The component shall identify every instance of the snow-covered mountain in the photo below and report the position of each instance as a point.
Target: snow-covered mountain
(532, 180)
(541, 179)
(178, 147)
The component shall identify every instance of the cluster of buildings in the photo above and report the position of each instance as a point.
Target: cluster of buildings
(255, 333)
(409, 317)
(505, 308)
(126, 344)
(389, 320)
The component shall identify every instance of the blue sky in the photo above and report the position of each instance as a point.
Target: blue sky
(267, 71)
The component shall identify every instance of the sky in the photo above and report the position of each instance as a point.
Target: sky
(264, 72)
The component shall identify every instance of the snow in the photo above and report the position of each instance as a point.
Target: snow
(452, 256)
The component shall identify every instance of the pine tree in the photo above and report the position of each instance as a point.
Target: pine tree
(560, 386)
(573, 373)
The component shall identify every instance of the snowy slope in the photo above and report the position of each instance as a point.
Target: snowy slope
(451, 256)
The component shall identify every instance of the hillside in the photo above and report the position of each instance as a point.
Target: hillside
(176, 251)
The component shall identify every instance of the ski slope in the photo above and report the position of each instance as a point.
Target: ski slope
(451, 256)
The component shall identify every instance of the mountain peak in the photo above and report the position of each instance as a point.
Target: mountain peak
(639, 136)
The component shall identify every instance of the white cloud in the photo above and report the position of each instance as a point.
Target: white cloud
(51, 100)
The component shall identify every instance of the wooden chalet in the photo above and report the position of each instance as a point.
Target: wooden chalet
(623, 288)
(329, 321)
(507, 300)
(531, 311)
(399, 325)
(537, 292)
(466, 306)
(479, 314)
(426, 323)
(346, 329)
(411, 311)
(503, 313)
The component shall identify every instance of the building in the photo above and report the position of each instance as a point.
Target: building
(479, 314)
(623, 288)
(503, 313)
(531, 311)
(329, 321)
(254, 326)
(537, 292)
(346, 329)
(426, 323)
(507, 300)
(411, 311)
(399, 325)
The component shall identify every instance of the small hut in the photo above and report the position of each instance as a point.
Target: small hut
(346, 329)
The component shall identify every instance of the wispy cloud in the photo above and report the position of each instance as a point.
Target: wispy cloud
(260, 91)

EXERCISE DESCRIPTION –
Set down each of the rows above again, word for word and in the same order, leaving none out.

TASK RESULT –
The component shall identify every instance of the snow-covered mountain in the photo below and report the position of each instance as a point.
Target: snow-covered mountain
(532, 180)
(541, 179)
(178, 147)
The component shall identify every instance of the cluster of buildings in the photo above and report the position of each instance as a point.
Target: cluster of buildings
(255, 333)
(409, 317)
(505, 308)
(126, 344)
(389, 320)
The component shall identify every instance of the blue sky in the photo above and report the position of each instance as a point.
Target: blue sky
(267, 71)
The component shall identify every instance of the sky in the photo above and report the position of each instance as a point.
Target: sky
(264, 72)
The component shall identify every instance of the snow in the photo above and report the position of each instance as a point.
Target: snow
(452, 256)
The component shall identify every instance of the pine tree in the photo above and report the position of each instance as a point.
Target: pine tree
(560, 386)
(573, 373)
The component shall identify every instance of the snowy slope in the photo above and report the position of each instance as a point.
Target: snowy slope
(451, 256)
The component shall identify every instance of the hillside in the photo above and report the position of each instance as a point.
Target: hillside
(176, 251)
The component shall identify every instance of the ski slope in the photo above and report the position of each instance as a point.
Target: ski slope
(451, 256)
The component shall identify every instance of the mountain peak in the photo above and report the position of each instance as a point.
Target: mountain peak
(639, 136)
The component shall identify every instance of the white cloud in the photo above and report the position of each instance as a point.
Target: white cloud
(51, 100)
The component shall identify every instance of the wooden chalet in the photo above and report the position of each instance as a point.
Target: wooden chalet
(623, 288)
(329, 321)
(507, 300)
(531, 311)
(399, 325)
(537, 292)
(466, 306)
(479, 314)
(426, 323)
(346, 329)
(411, 311)
(503, 313)
The component shall identify every instance of the building in the photo above and report the position of each instance as a point.
Target: building
(479, 314)
(623, 288)
(503, 313)
(531, 311)
(329, 321)
(254, 326)
(537, 292)
(346, 329)
(426, 323)
(507, 300)
(411, 311)
(399, 325)
The component shall identify every instance of the small hut in the photo above and report the position of each instance as a point.
Target: small hut
(346, 329)
The component shall identify every instance of the wispy cloud in the photo above and report the position of each instance as a point.
Target: wispy cloud
(260, 91)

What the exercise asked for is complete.